Work instructions → The listing should be returned in its entirety, exactly as given.

Dataset →
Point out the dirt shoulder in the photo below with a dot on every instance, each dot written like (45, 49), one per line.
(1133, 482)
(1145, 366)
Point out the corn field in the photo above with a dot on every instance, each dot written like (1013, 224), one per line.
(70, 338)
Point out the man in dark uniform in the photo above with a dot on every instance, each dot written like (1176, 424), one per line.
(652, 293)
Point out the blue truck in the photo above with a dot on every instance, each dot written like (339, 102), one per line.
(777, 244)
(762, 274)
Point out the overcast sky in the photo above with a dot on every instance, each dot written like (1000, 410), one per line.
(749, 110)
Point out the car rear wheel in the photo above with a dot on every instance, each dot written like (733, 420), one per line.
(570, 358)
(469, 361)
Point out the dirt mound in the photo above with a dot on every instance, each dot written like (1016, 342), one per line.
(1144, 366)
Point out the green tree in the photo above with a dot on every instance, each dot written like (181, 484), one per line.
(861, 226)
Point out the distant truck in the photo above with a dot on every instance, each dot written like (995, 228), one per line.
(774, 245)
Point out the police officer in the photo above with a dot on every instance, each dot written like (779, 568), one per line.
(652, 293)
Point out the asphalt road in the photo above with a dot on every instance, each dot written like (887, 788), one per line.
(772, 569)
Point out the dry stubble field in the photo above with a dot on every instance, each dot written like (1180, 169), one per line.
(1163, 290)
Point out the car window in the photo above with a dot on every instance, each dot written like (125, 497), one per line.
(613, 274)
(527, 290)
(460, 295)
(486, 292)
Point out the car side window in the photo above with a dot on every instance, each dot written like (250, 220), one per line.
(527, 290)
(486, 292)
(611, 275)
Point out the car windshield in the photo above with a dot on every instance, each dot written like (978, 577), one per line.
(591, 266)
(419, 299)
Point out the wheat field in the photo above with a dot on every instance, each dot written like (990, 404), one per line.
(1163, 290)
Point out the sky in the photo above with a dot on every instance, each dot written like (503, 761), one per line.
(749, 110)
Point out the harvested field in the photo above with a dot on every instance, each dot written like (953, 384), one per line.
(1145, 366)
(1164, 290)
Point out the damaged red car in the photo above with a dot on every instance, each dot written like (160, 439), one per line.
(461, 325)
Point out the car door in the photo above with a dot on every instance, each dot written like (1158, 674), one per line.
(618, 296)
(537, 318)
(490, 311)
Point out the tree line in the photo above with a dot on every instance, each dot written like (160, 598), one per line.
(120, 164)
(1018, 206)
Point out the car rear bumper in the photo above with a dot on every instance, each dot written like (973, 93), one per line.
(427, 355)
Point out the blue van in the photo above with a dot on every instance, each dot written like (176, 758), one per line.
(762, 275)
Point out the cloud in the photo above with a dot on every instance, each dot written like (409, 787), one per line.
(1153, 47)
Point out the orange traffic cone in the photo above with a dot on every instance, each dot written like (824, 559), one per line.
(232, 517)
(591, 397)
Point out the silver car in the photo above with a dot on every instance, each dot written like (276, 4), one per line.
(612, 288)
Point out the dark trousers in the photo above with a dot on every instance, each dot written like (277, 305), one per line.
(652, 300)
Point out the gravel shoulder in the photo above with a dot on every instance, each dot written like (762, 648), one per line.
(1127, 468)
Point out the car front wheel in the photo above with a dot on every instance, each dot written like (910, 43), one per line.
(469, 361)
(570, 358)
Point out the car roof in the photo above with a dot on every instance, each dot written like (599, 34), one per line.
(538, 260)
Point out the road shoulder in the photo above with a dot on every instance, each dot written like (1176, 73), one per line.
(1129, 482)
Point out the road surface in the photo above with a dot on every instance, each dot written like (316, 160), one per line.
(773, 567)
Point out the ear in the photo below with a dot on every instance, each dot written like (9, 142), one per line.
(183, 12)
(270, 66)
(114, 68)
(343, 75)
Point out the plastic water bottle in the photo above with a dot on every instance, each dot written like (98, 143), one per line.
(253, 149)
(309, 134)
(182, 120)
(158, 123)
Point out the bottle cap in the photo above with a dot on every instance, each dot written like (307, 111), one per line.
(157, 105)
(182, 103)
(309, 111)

Solution to this problem →
Point out the dirt shoulder in the photo below with a dot on every instance, each dot written like (45, 49), one per line.
(1133, 482)
(1145, 366)
Point out the corn field in the photo above with a dot on every instance, each dot written like (1013, 224), one per line.
(70, 338)
Point out the man in dark uniform in the photo above with a dot on every instance, each dot written like (1176, 424), one per line.
(652, 293)
Point out the blue truck in the photo above with a dot on every instance, each dot written like (339, 102), one per line.
(777, 244)
(762, 274)
Point out the overcast sky in the photo above with a dot on every instance, each dot written like (1000, 410), one per line.
(749, 110)
Point out the car rear wheel in the photo above with a dot on every instance, each dot written like (733, 420), one per line.
(570, 358)
(469, 361)
Point out the dirt mound in the photo above with a dot on every instance, each dot written like (1016, 342), one per line.
(1144, 366)
Point out the green tree in the photo above with a dot on every instance, each dot written like (181, 484), one per line.
(861, 226)
Point out the distant truck in the photo above with a dot on every instance, each dot written like (995, 228), one per line.
(774, 245)
Point out the police officer in the photo above with a dot on every instance, each dot written like (779, 568), one per line.
(652, 293)
Point out the asphalt road in the photo above with a dot on every instance, each dot written like (887, 788), one per line.
(772, 569)
Point out the dry stubble field in the photo above with a dot on every instance, each dot written like (1180, 169), one per line.
(1163, 290)
Point out the car window in the photo above with a dot on every instance, each dot written like (125, 497), one per line.
(613, 274)
(527, 290)
(460, 295)
(486, 292)
Point out the car side window in the photo above with a dot on every instance, each dot written like (250, 220), one per line.
(527, 290)
(486, 292)
(611, 275)
Point out the car windshield in the photo above with a dot on every instance, each dot written like (978, 577), one per line.
(591, 266)
(419, 299)
Point out the wheat field in the photo above with a dot on every instance, each dot written like (990, 404), one per line.
(1163, 290)
Point out the sky in the photo above with a dot on every instance, each dot written like (503, 761), one per line.
(749, 110)
Point out the harvested field in the photo above with a dot on every instance, each dot written like (953, 384), one per line.
(1145, 366)
(1164, 290)
Point out the damaged red car in the photo above with a dot on every instance, each dot written like (160, 439), one per line.
(461, 325)
Point out the car door in the photo above with a dot on every instance, each dot written like (1158, 674), one per line.
(618, 296)
(537, 318)
(490, 311)
Point out the tree line in the photo above with a dot on every instance, each dot written like (160, 598), one per line.
(120, 164)
(1018, 206)
Point out the car rear bumper in the photo above with a dot on every instance, each dot written like (973, 93), one per line.
(427, 355)
Point out the blue van in the photo above with a dot on every instance, each dot written like (176, 758), one per line.
(762, 275)
Point out the cloud in the photo above with a dot on every instance, each dot written like (409, 787), one per line.
(1153, 47)
Point out the orange traffic cone in the photo above with a dot on every instance, each dot written like (824, 559), one per line.
(232, 517)
(591, 397)
Point out the silver car in the photo above with a dot on every instance, each dot written like (276, 4), one per line.
(612, 288)
Point out the dark trousers in the photo above with a dot on every instance, each dot written like (277, 305), one per line.
(652, 300)
Point out the gravel shoulder in the photo above with a dot on every instance, each dot written like (762, 648), one per line.
(1127, 468)
Point out the car front wheel in the photo above with a dot on every instance, each dot written like (910, 43), one per line.
(469, 361)
(570, 358)
Point out the car roof in the photo above with a dot on every instance, each dot written like (599, 34), one per line.
(538, 260)
Point out the road shoulder in the photo above with a dot on every instance, each dot written like (1176, 73), one per line.
(1129, 482)
Point out the road surface in the photo above with a dot on every instance, each dot written like (316, 160), one per line.
(773, 567)
Point out the ear in the photo below with a dot on every instance, each dot written like (9, 142), one per line.
(183, 12)
(270, 66)
(114, 68)
(343, 75)
Point out the plastic water bottle in the photo above with a dot on every instance, each dot written like (98, 143), one per line.
(253, 149)
(309, 134)
(182, 120)
(158, 123)
Point out the bottle cap in the photo above with a dot on every instance, each dot written like (307, 111), one per line.
(157, 105)
(182, 103)
(309, 111)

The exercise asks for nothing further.